* **Written task 1**: In the memorandum opinion, retype the words starting with "United States District Court, D." and going on through "et al., Defendants.".
* **Written task 2**:
Answer these questions from the memorandum opinion.
(a) On what date was it issued?
(b) Which judge's name appears beneath its heading?
(c) Which motion does it address?

-- BEGIN Passage given --

United States District Court, D. Maryland, Southern Division

September 30, 2016

JUAN PABLO CARRILLO, et al., Plaintiffs,
v.
BORGES CONSTRUCTION, LLC et al., Defendants.

          MEMORANDUM OPINION

          GEORGE J. HAZEL, UNITED STATES DISTRICT JUDGE

         In this action, Juan Pablo Carrillo, Julio Cesar Sanchez, Luis David Castro, Enrique Patricio Correa, Roger A. Ramos, Carlos Humberto Calderon and Melvin Omar Lemus (collectively, ”Plaintiffs”) allege violations of the Fair Labor Standards Act ("FLSA") 29 U.S.C. §§ 201 et seq., the Maryland Wage and Hour Laws, ("MWHL"), Md. Code Ann., Lab & Empl. §§ 3-401 el seq., and the Maryland Wage Payment and Collection Law ("MWPCL"), Md. Code Ann., Lab & Empl. §§ 3-501 et seq., against their former employer, Borges Construction, LLC; its successor corporations, Lu-Ma Construction, LLC, Deco Inc., and LMS Contractors Inc.; and the officers of said corporations, Silvestre Borges, Maria Nicoladle, and Salomon Nicolalde in their individual capacities (collectively, "Defendants"). ECF No. 45. This Memorandum Opinion and accompanying Order address Plaintiffs' Motion for Default Judgment. ECF No. 56. A hearing is unnecessary. See Loc. R. 105.6 (D. Md.). For the reasons stated herein. Plaintiffs Motion will be granted in part, and denied, in part.

-- END Passage given --
-- BEGIN Dataset extract --

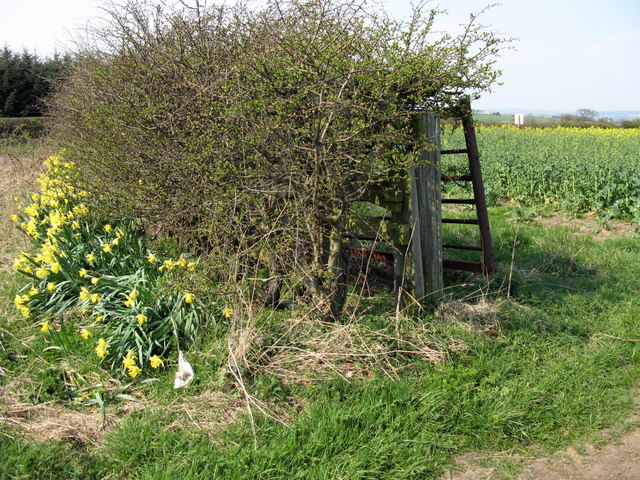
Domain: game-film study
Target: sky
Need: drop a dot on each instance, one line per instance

-- END Dataset extract --

* **Written answer 1**:
United States District Court, D. Maryland, Southern Division

September 30, 2016

JUAN PABLO CARRILLO, et al., Plaintiffs,
v.
BORGES CONSTRUCTION, LLC et al., Defendants.

* **Written answer 2**:
(a) September 30, 2016
(b) George J. Hazel, United States District Judge
(c) The Plaintiffs' Motion for Default Judgment